Required task
Transcribe only what runs from the line containing "Changelog: point_to now" through the final line below, exactly, and leave every picture out.

--- start of Data supplied ---

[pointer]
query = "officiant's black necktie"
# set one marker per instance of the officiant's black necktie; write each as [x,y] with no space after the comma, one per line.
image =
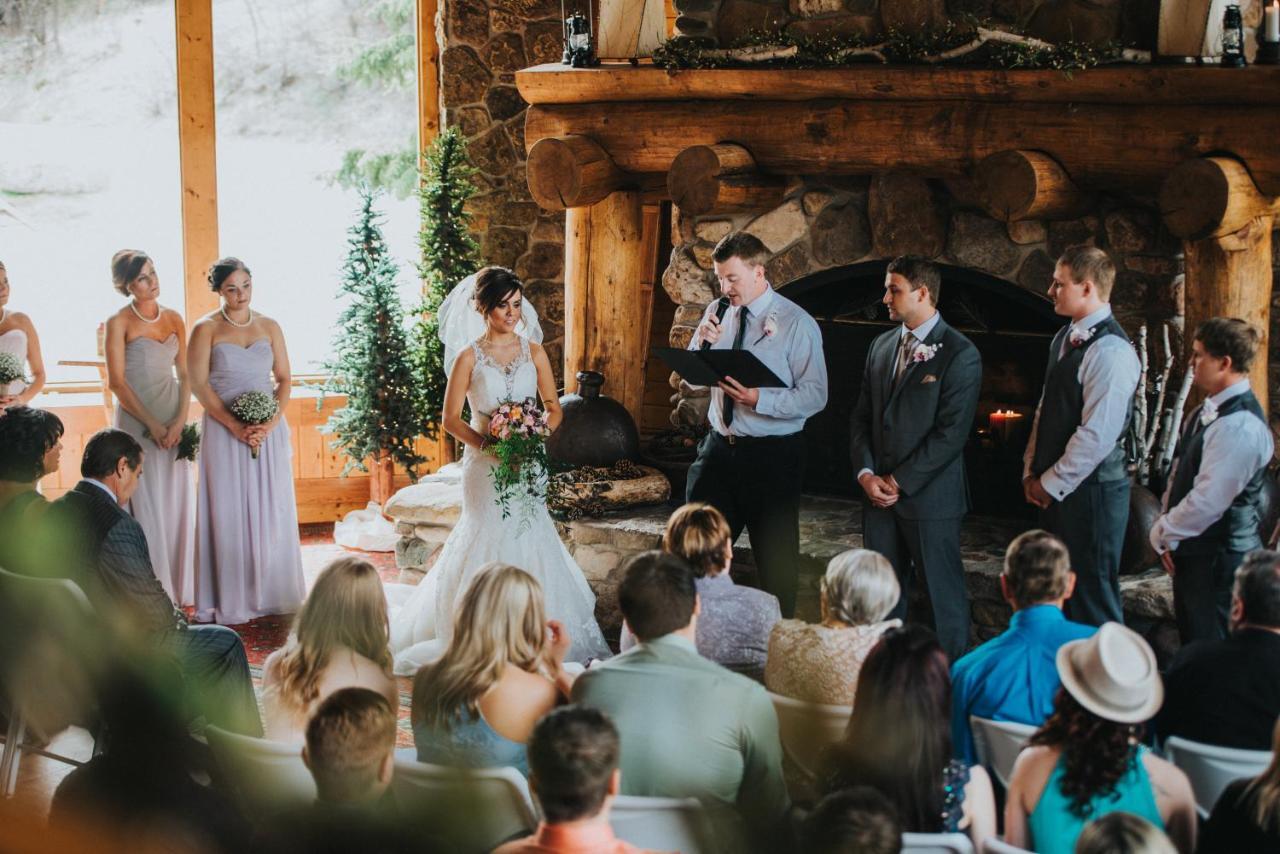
[727,406]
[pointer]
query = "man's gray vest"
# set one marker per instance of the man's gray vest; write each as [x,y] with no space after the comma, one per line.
[1238,528]
[1063,406]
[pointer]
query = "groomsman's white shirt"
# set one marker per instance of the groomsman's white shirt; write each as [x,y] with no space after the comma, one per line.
[1235,447]
[1109,373]
[792,351]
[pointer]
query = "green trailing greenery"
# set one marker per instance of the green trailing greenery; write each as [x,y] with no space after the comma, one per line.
[373,361]
[448,254]
[896,46]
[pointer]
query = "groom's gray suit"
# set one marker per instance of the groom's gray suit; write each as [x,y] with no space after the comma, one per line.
[915,429]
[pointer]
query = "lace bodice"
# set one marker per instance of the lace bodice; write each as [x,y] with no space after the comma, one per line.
[492,383]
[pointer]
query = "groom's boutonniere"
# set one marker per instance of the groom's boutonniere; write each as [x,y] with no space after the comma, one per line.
[771,327]
[924,352]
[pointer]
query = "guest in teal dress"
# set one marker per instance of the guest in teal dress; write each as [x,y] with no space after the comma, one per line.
[1087,761]
[501,674]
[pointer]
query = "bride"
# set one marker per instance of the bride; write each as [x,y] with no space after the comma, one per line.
[492,354]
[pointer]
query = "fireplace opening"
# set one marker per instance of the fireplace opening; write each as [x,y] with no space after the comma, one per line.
[1011,329]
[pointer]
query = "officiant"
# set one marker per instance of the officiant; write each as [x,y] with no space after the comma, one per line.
[750,466]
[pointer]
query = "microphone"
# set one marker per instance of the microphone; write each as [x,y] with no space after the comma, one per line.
[721,310]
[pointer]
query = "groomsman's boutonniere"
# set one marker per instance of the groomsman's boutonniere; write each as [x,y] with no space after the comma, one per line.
[1208,412]
[771,327]
[924,352]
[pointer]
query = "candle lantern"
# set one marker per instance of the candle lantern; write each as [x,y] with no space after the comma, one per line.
[1233,37]
[579,50]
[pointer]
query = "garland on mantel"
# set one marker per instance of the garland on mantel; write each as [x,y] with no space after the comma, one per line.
[967,42]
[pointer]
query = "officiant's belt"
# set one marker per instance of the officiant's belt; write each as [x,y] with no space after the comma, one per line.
[755,439]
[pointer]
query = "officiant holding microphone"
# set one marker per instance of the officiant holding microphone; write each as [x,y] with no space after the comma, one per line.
[750,466]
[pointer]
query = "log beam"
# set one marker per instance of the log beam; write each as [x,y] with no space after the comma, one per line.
[721,178]
[1212,197]
[1027,185]
[604,319]
[571,172]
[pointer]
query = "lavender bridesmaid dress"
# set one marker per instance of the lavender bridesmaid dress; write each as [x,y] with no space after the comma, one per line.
[165,499]
[247,553]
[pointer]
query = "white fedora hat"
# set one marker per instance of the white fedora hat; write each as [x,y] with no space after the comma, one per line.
[1112,674]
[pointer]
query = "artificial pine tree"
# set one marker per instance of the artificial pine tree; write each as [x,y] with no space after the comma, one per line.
[371,361]
[448,255]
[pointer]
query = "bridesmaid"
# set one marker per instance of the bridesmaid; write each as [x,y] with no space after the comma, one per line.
[18,337]
[146,368]
[248,556]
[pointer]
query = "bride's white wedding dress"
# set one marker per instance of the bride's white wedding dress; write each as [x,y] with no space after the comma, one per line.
[423,616]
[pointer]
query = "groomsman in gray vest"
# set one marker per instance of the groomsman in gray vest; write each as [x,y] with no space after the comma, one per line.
[1075,469]
[913,418]
[1214,501]
[750,466]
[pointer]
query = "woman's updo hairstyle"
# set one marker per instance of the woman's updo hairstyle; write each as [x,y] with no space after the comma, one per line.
[493,286]
[126,266]
[223,268]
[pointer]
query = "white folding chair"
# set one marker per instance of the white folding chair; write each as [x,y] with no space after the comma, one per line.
[662,823]
[265,776]
[999,744]
[993,845]
[936,844]
[1211,768]
[44,672]
[808,729]
[471,809]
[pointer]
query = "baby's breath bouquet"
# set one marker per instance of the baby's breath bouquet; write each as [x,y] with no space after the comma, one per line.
[12,369]
[255,407]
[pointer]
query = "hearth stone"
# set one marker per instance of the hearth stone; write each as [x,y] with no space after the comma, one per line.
[827,528]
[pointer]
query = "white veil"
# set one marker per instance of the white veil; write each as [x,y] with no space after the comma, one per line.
[460,323]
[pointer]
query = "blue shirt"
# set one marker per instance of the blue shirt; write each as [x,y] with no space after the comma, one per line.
[1013,676]
[787,339]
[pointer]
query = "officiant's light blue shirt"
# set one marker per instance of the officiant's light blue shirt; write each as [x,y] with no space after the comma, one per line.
[792,351]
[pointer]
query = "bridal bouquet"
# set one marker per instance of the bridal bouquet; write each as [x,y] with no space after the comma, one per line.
[255,407]
[519,430]
[10,369]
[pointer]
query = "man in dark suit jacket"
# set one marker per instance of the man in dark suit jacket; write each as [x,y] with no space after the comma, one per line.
[913,418]
[106,553]
[1228,692]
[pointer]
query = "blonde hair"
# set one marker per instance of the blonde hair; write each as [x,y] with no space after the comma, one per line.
[502,621]
[698,533]
[860,587]
[347,607]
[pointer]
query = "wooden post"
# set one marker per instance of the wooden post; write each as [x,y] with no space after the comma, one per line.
[604,315]
[197,140]
[722,179]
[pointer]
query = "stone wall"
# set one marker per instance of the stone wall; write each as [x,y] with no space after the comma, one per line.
[485,42]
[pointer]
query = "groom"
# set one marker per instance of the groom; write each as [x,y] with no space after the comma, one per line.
[913,418]
[750,466]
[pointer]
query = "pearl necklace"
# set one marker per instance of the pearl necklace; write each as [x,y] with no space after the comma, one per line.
[241,325]
[144,319]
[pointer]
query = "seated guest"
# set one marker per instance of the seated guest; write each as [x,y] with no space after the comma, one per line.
[339,640]
[30,448]
[1228,692]
[1247,813]
[900,744]
[1087,761]
[1123,834]
[574,775]
[851,821]
[350,750]
[1013,676]
[108,551]
[689,727]
[503,670]
[734,626]
[819,662]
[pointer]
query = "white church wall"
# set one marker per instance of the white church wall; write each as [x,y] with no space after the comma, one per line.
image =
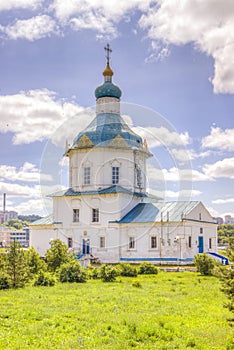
[100,161]
[41,236]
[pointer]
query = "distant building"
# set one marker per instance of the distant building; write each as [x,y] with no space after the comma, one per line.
[8,215]
[22,236]
[4,236]
[219,220]
[229,220]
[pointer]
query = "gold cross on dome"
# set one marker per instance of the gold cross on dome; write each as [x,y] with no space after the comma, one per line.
[108,52]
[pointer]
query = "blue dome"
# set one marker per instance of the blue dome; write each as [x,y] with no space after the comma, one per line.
[105,128]
[108,89]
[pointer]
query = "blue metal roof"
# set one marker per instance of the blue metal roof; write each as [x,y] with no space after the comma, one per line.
[155,212]
[104,129]
[47,220]
[108,190]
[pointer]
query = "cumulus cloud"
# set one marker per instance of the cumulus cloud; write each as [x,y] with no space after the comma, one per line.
[17,4]
[35,206]
[101,16]
[161,136]
[208,24]
[36,115]
[223,201]
[181,195]
[222,168]
[27,173]
[35,28]
[174,174]
[219,139]
[17,190]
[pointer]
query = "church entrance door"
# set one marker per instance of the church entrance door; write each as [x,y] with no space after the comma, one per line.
[86,246]
[200,244]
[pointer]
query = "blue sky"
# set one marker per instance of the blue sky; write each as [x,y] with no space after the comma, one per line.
[173,61]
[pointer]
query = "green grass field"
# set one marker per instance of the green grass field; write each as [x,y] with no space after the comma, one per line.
[178,310]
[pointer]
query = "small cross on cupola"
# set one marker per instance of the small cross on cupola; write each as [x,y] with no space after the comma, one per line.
[108,52]
[108,71]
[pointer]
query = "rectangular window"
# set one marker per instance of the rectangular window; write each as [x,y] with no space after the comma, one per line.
[190,242]
[76,215]
[69,242]
[95,215]
[210,243]
[132,243]
[102,242]
[153,240]
[115,175]
[87,176]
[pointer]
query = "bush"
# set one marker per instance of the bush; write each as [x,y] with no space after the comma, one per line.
[4,283]
[136,284]
[44,279]
[127,270]
[204,264]
[147,269]
[72,272]
[94,273]
[108,273]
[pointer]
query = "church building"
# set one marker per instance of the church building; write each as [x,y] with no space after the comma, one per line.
[106,213]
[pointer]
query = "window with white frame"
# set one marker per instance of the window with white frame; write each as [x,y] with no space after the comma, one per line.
[102,242]
[87,176]
[210,243]
[132,242]
[115,175]
[76,215]
[153,242]
[95,215]
[69,242]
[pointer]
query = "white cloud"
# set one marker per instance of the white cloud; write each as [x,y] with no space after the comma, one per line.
[223,201]
[35,206]
[35,28]
[223,168]
[27,173]
[17,4]
[181,195]
[175,174]
[208,24]
[161,136]
[16,190]
[101,16]
[185,155]
[219,139]
[37,115]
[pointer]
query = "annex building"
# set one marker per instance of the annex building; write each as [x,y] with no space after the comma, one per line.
[106,212]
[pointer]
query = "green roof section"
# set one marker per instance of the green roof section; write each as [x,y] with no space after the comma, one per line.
[159,211]
[109,190]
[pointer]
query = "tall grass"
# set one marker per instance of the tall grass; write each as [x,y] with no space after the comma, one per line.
[171,311]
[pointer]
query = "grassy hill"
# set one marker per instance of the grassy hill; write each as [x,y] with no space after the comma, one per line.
[170,311]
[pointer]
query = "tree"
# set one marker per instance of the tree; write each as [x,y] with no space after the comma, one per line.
[204,264]
[226,276]
[16,265]
[57,255]
[225,232]
[35,263]
[72,272]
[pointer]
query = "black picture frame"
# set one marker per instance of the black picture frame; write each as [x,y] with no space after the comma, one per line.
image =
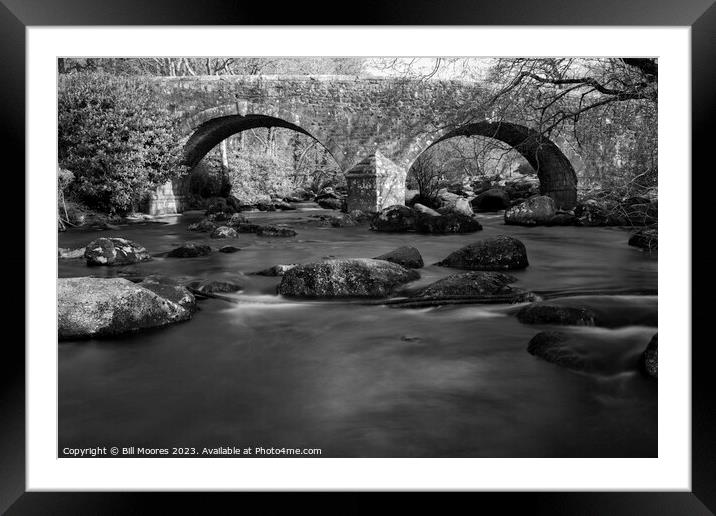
[700,15]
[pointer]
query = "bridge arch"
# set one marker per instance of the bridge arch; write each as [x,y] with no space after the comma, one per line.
[555,172]
[211,132]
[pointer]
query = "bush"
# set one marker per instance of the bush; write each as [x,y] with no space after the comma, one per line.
[115,139]
[256,178]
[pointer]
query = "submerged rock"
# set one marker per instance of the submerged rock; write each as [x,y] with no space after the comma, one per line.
[421,208]
[275,231]
[458,205]
[204,226]
[68,254]
[190,250]
[213,286]
[447,223]
[224,232]
[115,251]
[406,256]
[359,277]
[276,270]
[492,254]
[554,347]
[535,211]
[650,357]
[396,218]
[545,313]
[477,284]
[171,290]
[647,239]
[97,307]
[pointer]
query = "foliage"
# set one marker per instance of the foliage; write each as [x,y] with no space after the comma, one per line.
[116,142]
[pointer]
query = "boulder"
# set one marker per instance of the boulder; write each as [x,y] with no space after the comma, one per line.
[190,250]
[341,221]
[646,239]
[396,218]
[236,219]
[546,313]
[224,232]
[599,213]
[247,227]
[276,270]
[494,199]
[554,347]
[406,256]
[650,357]
[275,231]
[421,208]
[213,286]
[282,205]
[535,211]
[98,307]
[204,226]
[458,205]
[340,278]
[170,289]
[448,223]
[115,251]
[492,254]
[67,254]
[563,219]
[477,284]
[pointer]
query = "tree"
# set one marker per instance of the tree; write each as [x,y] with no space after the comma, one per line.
[117,143]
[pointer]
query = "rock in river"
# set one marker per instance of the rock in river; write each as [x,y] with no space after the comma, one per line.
[492,254]
[275,231]
[406,256]
[358,277]
[190,250]
[554,347]
[213,286]
[477,284]
[448,223]
[115,251]
[171,290]
[535,211]
[546,313]
[394,218]
[96,307]
[650,357]
[276,270]
[224,232]
[647,239]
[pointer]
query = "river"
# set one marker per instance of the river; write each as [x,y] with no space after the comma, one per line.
[365,381]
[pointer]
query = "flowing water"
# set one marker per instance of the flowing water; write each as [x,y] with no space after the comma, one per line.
[362,380]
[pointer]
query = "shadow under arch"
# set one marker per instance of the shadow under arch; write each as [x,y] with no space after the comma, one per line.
[210,133]
[555,172]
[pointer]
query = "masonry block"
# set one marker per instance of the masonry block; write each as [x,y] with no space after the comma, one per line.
[375,183]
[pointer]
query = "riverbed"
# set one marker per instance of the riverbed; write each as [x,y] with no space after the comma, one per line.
[358,380]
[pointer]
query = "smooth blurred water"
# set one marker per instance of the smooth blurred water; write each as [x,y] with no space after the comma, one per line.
[367,381]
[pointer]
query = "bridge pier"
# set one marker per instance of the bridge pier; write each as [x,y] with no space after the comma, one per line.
[375,183]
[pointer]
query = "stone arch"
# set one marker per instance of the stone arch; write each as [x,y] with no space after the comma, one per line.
[212,131]
[556,174]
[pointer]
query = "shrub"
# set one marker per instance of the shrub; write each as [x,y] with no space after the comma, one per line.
[115,139]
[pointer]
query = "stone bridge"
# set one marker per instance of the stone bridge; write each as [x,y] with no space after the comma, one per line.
[375,128]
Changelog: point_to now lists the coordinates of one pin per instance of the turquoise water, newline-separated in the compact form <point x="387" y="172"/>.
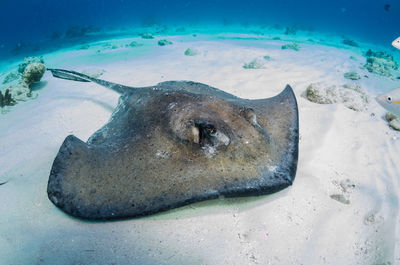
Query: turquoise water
<point x="33" y="27"/>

--- end of Data supplied ---

Exercise solution
Changelog: point_to now lists the coordinates of one pin per instance of the turquoise water, newline-separated in the compact form <point x="387" y="172"/>.
Query: turquoise water
<point x="33" y="27"/>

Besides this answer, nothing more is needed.